*** Data provided Section Begins ***

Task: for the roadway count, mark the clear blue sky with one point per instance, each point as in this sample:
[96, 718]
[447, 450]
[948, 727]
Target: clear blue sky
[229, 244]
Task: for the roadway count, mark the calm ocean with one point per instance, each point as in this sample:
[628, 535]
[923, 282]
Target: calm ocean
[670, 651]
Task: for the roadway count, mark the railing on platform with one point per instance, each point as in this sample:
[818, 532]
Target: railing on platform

*** Data provided Section Ends ***
*** Data provided Section Begins ***

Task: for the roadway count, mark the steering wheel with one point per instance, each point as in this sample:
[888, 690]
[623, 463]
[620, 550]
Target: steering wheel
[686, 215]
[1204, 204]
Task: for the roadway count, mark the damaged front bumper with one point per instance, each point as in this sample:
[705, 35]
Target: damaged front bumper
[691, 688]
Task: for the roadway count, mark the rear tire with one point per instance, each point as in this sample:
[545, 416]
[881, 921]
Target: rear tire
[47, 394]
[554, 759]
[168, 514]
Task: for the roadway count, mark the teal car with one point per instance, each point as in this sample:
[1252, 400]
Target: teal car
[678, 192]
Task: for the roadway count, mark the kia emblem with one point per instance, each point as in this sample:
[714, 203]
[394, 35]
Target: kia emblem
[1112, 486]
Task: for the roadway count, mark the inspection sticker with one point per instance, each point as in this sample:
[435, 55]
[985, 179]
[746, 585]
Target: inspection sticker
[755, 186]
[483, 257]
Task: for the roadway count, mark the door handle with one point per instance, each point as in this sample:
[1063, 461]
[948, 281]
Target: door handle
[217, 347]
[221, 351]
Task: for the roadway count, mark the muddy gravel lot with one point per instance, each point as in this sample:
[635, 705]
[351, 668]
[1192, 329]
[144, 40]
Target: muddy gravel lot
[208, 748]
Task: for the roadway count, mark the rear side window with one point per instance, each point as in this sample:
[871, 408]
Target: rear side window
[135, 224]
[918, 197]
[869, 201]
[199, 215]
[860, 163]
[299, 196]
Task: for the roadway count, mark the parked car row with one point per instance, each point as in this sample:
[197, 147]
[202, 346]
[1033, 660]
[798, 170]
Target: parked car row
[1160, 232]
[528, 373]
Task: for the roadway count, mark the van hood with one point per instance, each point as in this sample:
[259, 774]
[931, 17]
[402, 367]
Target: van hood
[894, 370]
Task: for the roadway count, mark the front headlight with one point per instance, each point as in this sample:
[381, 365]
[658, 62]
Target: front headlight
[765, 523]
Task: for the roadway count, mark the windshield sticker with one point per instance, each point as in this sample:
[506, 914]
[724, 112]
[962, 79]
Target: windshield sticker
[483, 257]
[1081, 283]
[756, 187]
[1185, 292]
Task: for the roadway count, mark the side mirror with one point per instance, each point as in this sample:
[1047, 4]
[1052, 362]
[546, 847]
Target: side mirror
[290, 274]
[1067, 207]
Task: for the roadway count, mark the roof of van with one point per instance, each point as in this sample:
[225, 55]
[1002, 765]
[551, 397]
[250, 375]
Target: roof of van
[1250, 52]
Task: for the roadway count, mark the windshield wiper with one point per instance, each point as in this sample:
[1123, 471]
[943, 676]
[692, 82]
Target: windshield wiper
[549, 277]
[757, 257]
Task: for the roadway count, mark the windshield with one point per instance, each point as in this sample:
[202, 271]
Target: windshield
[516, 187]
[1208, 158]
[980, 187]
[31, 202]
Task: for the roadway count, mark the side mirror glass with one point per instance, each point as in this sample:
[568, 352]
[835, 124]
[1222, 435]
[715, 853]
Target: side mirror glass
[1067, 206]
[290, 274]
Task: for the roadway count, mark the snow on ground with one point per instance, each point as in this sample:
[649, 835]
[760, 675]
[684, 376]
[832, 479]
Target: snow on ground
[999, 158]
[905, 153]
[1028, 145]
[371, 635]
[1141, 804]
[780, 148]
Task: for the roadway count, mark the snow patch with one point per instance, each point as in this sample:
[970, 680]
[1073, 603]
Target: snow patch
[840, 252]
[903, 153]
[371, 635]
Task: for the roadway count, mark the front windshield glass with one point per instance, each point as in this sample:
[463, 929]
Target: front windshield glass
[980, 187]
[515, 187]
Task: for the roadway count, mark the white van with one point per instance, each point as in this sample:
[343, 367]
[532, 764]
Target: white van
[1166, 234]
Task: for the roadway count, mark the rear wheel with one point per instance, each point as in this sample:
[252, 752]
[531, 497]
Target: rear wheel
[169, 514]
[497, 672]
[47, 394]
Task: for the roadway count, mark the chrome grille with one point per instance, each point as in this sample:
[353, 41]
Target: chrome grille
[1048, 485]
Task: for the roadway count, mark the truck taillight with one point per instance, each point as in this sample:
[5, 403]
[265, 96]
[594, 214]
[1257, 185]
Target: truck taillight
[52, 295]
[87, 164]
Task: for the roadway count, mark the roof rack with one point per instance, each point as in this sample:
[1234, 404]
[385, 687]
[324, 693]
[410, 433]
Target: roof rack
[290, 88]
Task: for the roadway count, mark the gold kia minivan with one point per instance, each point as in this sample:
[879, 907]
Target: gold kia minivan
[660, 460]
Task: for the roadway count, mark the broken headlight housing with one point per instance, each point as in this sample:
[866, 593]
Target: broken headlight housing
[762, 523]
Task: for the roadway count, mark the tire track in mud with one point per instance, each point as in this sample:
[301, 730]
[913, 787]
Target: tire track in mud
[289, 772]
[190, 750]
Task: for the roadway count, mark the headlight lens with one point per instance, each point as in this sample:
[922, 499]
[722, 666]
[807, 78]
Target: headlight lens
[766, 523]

*** Data provided Section Ends ***

Work instructions: Report each line above containing the string "platform".

Answer below:
Task: for the roadway count, mark the railing on platform with one point per instance, each point as in this sample:
Target: railing on platform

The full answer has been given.